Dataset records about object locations
======
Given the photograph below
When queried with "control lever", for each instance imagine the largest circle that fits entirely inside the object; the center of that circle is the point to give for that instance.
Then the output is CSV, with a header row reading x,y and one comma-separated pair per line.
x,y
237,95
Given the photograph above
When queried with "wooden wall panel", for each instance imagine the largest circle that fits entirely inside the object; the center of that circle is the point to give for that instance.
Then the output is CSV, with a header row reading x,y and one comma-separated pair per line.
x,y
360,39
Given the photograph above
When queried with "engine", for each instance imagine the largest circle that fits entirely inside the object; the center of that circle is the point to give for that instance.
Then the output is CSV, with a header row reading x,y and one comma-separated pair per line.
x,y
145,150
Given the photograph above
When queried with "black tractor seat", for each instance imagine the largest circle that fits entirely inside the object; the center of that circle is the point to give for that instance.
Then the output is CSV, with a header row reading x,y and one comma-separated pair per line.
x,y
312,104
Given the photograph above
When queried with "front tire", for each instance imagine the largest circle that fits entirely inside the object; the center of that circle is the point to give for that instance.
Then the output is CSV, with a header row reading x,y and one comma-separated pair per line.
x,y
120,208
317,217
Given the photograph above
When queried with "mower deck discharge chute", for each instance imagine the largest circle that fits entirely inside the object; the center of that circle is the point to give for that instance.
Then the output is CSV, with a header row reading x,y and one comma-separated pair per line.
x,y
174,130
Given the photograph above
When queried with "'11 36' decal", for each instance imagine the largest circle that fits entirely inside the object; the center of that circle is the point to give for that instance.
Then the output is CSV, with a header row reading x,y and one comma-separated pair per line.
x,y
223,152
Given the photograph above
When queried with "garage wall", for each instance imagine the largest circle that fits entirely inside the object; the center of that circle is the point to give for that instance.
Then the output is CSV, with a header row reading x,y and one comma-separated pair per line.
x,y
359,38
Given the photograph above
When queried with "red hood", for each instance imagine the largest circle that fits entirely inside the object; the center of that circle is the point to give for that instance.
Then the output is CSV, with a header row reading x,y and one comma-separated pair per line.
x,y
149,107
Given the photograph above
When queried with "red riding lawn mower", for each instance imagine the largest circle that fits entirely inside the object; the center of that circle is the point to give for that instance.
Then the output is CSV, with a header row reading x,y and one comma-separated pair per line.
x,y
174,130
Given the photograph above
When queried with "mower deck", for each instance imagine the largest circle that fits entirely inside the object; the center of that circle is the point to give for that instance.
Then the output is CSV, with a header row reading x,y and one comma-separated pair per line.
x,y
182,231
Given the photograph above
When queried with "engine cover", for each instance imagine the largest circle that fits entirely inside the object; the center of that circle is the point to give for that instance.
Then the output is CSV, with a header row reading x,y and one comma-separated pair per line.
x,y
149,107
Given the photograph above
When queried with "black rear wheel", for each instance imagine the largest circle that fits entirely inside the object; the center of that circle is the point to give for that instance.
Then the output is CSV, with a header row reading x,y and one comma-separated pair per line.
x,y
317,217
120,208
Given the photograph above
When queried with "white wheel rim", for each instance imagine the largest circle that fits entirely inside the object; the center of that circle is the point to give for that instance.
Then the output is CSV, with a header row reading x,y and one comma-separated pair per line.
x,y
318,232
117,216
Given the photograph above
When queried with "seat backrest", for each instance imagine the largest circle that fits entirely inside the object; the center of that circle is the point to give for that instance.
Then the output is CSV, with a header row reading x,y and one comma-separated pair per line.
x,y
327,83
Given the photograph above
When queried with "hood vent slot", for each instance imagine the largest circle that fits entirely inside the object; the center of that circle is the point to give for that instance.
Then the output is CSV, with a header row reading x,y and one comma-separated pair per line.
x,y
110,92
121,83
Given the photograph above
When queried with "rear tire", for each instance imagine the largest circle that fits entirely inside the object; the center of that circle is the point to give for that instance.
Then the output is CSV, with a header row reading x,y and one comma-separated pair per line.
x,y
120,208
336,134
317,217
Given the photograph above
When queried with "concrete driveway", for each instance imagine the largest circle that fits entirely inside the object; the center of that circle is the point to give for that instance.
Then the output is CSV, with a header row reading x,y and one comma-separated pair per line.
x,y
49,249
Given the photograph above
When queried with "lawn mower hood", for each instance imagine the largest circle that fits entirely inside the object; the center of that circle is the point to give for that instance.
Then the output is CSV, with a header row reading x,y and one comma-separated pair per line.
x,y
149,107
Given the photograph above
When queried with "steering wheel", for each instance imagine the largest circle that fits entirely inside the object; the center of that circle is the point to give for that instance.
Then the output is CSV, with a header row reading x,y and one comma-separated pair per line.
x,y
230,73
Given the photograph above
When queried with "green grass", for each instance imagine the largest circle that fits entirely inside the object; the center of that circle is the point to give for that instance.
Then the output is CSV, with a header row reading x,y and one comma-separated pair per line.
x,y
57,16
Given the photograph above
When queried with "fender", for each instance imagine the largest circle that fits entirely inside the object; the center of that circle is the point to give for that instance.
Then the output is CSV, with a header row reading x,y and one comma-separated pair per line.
======
**The task**
Take the material above and return all of it exactly.

**Answer for the task**
Given the photograph below
When queried with "control lever", for each instance imagine the largest circle that fits entirely inside the object; the center of that circle is the point to give for that instance.
Then the output is CSV, with a header row reading x,y and one comma-separated pair per line.
x,y
237,95
Given the photograph above
When queried with "wooden wall panel", for each instance imagine the largest circle that fits entirely inside the object; the center of that circle is the point to give for that instance.
Then the output is CSV, with a header row reading x,y and one comma-separated pair per line.
x,y
360,39
Given the photograph above
When queried with "engine", for each instance imagine the largest circle that fits entirely inside the object; the center of that circle is the point to give for that instance.
Then the output is CSV, with a header row reading x,y and one comma-separated pair per line.
x,y
145,150
Given the photograph above
When queried with "black tractor seat", for each instance imagine the largest circle that fits entirely inside the object; the center of that circle is the point to give for that instance.
Then the output is CSV, with a header row reading x,y and one comma-separated pair per line.
x,y
312,104
Given the photograph above
When queried with "front tire", for each instance imagine the largest circle that fits entirely inside the object; the center of that circle is the point to give for that instance.
Then the output is CSV, with a header row reading x,y and one comma-separated pair per line.
x,y
120,208
317,217
Given the photograph above
When queried with "mower deck discharge chute", for each instance imagine the largest circle that fits entirely inside the object; the center of that circle is the point to give for that instance.
Then the output is CSV, with a header row reading x,y and one comma-separated pair per line.
x,y
174,130
Given the photograph above
When queried with "'11 36' decal", for each instance imagine the largest circle that fits entirely inside the object; the center of that circle is the point to give for that instance.
Then the output is CSV, with a header row reading x,y and one comma-separated pair per line.
x,y
223,152
Given the photograph above
When queried with "garage wall", for each instance imagine the largest circle that fits entirely inside the object; the center of that circle is the point to give for that instance.
Then the output is CSV, with a header row reading x,y and one comma-separated pair per line.
x,y
359,38
Given the photograph above
When queried with "red hood", for each instance imagine the largest circle that fits entirely inside the object; the center of that circle is the point to give for that instance.
Then the output is CSV, with a header row reading x,y and one comma-separated pair per line.
x,y
149,107
Given the photograph above
When queried with "red riding lawn mower", for each instance imagine the largest circle that fits entirely inside the object; the center of that circle is the point to give for that instance.
Then the output is CSV, with a header row reading x,y and one comma-separated pair per line.
x,y
174,130
Given the photograph above
When queried with "mower deck", for each instance imagine the largest circle that fits entirely inside the object; the center of that circle is the point to give for that instance.
Then the output is CSV, with a header row reading x,y and one comma-separated pair per line.
x,y
182,231
Given the photograph above
When queried with "engine cover", for each instance imagine the largest circle that fits entirely inside the object; the center of that circle is the point to give for that instance.
Then the output is CSV, with a header row reading x,y and one comma-separated pair per line.
x,y
149,107
Given the photograph above
When queried with "black rear wheel", for each instance imagine the largest circle that fits entirely inside the object; the center of that circle is the point to give for that instance.
Then the output is CSV, with a header row reading x,y and one comma-separated pair per line.
x,y
317,217
120,208
Given the photograph above
When queried with "white wheel rim", for each instance imagine the largest circle that fits entirely inside the object; the center of that circle is the point to give for that instance.
Then the output is CSV, with a header row reading x,y and one comma-separated pair per line.
x,y
318,232
117,216
Given the photograph above
When queried with "seat backrest", for each instance imagine the largest circle that fits entirely inside the object; the center of that circle is the point to give for that instance.
Then the output is CSV, with a header row reading x,y and one comma-separated pair per line.
x,y
327,83
Given the photograph above
When queried with "hood vent slot", for each instance imagine the largest circle that fits entirely inside the object; the center of that circle is the point to give for that instance.
Then the output is CSV, with a header row reading x,y and one comma-separated pair per line.
x,y
110,92
121,83
Given the photograph above
When queried with "rear tire", for each instance imagine the largest circle that fits entirely inside the object; the center of that circle is the point to give for that instance.
Then the output is CSV, with a header row reading x,y and one comma-separated pair per line.
x,y
120,208
336,134
317,217
Given the photograph above
When queried with "concrete driveway", for each instance imagine the largest circle that fits entirely inside the object; the center of that circle is the point to give for that instance.
Then the output is CSV, with a header row reading x,y and one comma-separated pair per line.
x,y
49,249
Given the photograph above
When queried with "lawn mower hood", for each instance imagine the largest circle that fits entirely inside the object; the center of that circle is the point to give for that instance.
Then the output is CSV, with a header row reading x,y and one comma-separated pair per line.
x,y
149,107
Given the photograph above
When queried with "steering wheel", for each instance imagine the largest circle that fits entirely inside the object; the center of that circle is the point to give for that instance.
Then the output is CSV, with a header row reading x,y and one comma-separated pair per line.
x,y
230,73
Given the photograph above
When queried with "green grass", for each instance imagine the largest circle that fits entirely inside the object; the center of that circle is the point to give for that instance.
Then the output is CSV, with a header row reading x,y and one comma-separated pair per line.
x,y
57,16
Given the photograph above
When queried with "fender", for each instance imagine the largest circle that fits entirely inside the object; the center of that circle is the point to give for that instance.
Then the output is CSV, with a header row reading x,y and one comma-separated pair per line.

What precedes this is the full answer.